■ **Source extract**:
Thursday, November 24, 2016

Eat, Drink, and Be Wary

Whatever its historical significance, Thanksgiving Day, for all of my days, has been reserved for family and dearest friends, a Rainey tradition that I value above most others. Particularly these past few years, as life has become more complicated with age, celebrating Thanksgiving has served as a kind of bleeder valve for the accumulated stress of the year, especially now that dealing with my mom's health situation is taking an ever-increasing percentage of my life. This year especially, politics has become such a consuming, contentiousness thing between friends, neighbors, and families, I think a lot of people need a big time out to evaluate their priorities. So much because of the media — social and otherwise — the country has become a big pressure cooker, and the longer things go on this way, the more violent the release is bound to be. I've resolved to do my best to be as positive an influence as I can be, I don't care who you are or what your politics are. I figure that either we build bridges now, or there's going to be a conflagration somewhere down the line that none of us are going to like. Personally, I'd like to see more good years ahead, for you, for me, for all of us.

Today was the perfect day for focusing on bringing down my blood pressure, which, despite a daily regimen of Losartan HCl, has crept upward to levels I can't sustain (though the amount of butter and salt in some of the day's feast might not have been quite the recipe for vascular health). I'm at my mom's in Martinsville more than frequently, yet I rarely get out and about visiting my old haunts except on holiday visits. So, this evening, after the Big Eat, I hoofed it around some of the woods in the neighborhood that are thankfully still intact after all these decades. As a wee youngster, those woods were a source of both wonders and nightmares, for in those days there were things out there that made strange sounds, that kept me awake at night, that surely watched me from the shadows with anything but benevolent intentions.
A massive, five-trunk Ghostwood that towers
over the surrounding trees

Down in the valley along Indian Trail, there's a meandering creek where I frequently played (and where I once managed to step, barefoot, into the shards of a broken bottle, resulting in a passel of stitches and some of the worst physical pain I've ever known). I encountered my first copperhead down there, which, in its anger at being disturbed, pursued me for what must have been many miles up the street. Around age eight or nine, I happened upon an injured opossum stuck in a mire; at first, I noticed only its thrashing tail, which I thought was a snake. "Snake!" I yelled in warning to my little brother. Then, when I realized it was actually a critter with burning red eyes and great big tuskies sticking out of its mouth, I hollered, "No, it's an armadillo or a rat or a pig or something!" This one didn't like me any better than the copperhead had, but at least it didn't chase me. A bunch of us kids used to play army down there, in an area that was greener and lusher than any of the rest of the woods, and that we called "Vietnam." I wouldn't be surprised if, somewhere down there, the remains of countless plastic model tanks that I set on fire and blew up with firecrackers are buried and awaiting excavation. There's something of gorge across which lots of fallen trees made handy bridges, though if my parents had known we were crossing them at admittedly dangerous heights, they would have killed me dead, such that I could not be writing about them all these many years later. This particular spot we called The Spider Pit, after the ravine in the original King Kong. I'm pretty sure that real dinosaurs lived there.

■ **Records supplied**:
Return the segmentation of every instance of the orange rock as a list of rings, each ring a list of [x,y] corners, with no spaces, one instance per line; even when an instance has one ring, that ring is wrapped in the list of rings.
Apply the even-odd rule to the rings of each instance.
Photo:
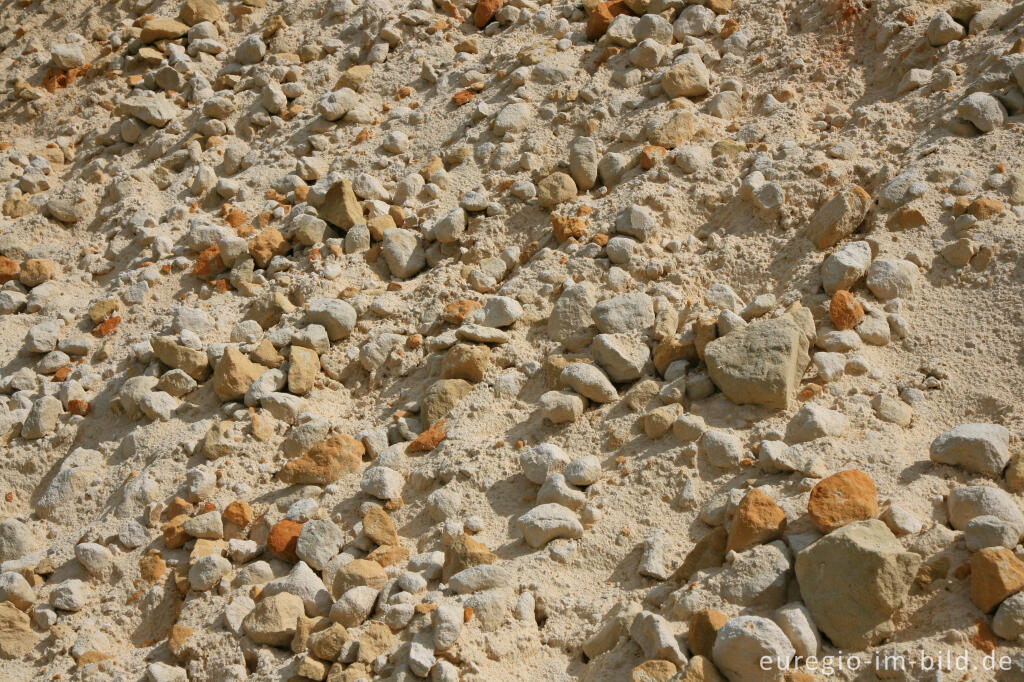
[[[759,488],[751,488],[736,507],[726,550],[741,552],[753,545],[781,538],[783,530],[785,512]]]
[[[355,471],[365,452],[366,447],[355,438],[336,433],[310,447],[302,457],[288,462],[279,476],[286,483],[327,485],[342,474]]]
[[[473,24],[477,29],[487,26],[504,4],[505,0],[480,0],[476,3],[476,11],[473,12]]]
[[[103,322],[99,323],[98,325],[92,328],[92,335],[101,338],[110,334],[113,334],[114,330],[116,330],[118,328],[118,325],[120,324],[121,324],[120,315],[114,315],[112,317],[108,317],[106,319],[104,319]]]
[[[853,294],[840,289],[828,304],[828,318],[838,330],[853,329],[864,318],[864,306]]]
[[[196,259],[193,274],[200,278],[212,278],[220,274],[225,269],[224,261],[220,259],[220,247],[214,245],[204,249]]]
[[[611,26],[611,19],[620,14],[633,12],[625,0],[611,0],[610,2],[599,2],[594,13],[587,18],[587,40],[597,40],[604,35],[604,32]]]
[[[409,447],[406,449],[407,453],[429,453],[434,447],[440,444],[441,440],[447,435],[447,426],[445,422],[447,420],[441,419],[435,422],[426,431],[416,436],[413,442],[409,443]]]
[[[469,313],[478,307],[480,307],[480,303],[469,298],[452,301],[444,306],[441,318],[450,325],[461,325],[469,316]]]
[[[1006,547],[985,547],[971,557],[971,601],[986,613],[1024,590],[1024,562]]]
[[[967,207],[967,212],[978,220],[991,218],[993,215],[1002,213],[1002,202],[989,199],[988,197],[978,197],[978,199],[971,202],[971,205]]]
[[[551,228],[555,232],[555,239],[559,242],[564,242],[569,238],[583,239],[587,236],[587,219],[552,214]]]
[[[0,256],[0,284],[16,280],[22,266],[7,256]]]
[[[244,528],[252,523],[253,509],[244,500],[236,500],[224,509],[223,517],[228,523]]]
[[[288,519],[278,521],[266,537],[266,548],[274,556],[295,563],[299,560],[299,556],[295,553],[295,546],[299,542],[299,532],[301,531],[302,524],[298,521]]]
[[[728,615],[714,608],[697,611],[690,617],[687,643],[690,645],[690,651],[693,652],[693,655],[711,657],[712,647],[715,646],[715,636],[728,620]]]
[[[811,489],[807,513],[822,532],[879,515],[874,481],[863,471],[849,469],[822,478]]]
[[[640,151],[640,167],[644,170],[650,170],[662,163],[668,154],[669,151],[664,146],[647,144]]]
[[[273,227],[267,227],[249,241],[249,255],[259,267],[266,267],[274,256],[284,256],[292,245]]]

---

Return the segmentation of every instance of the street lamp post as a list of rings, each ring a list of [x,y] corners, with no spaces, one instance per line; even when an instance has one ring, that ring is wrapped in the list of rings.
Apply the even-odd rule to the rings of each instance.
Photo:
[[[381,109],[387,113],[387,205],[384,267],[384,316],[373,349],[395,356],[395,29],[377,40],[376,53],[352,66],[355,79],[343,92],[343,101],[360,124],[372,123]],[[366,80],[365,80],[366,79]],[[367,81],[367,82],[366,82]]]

...

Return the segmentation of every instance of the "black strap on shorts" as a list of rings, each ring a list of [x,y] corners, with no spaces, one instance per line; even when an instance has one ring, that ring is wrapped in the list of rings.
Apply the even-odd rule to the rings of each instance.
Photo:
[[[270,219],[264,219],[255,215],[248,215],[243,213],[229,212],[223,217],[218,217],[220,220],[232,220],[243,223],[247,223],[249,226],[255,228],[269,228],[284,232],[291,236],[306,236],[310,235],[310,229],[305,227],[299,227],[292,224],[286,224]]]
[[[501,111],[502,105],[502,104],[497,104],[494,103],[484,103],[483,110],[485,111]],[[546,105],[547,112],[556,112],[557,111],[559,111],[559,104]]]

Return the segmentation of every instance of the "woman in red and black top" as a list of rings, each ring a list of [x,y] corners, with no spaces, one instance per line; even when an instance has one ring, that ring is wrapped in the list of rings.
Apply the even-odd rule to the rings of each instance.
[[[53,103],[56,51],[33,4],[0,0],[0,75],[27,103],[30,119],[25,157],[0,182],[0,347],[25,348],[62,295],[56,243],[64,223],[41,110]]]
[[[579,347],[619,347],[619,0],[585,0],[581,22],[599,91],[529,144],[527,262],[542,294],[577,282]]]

■ **Set of tasks**:
A - In the Thanksgiving post, what name did the kids give to the ravine they crossed on fallen trees?
B - Using the Thanksgiving post, explain why the writer first yelled "Snake!" on coming upon the opossum.
C - Write out the passage from the Thanksgiving post starting with "Today was the" and going on through "but benevolent intentions.".
The entries aren't needed here.

■ **Written responses**:
A - The Spider Pit.

B - At first he noticed only the opossum's thrashing tail, and he thought it was a snake.

C -
Today was the perfect day for focusing on bringing down my blood pressure, which, despite a daily regimen of Losartan HCl, has crept upward to levels I can't sustain (though the amount of butter and salt in some of the day's feast might not have been quite the recipe for vascular health). I'm at my mom's in Martinsville more than frequently, yet I rarely get out and about visiting my old haunts except on holiday visits. So, this evening, after the Big Eat, I hoofed it around some of the woods in the neighborhood that are thankfully still intact after all these decades. As a wee youngster, those woods were a source of both wonders and nightmares, for in those days there were things out there that made strange sounds, that kept me awake at night, that surely watched me from the shadows with anything but benevolent intentions.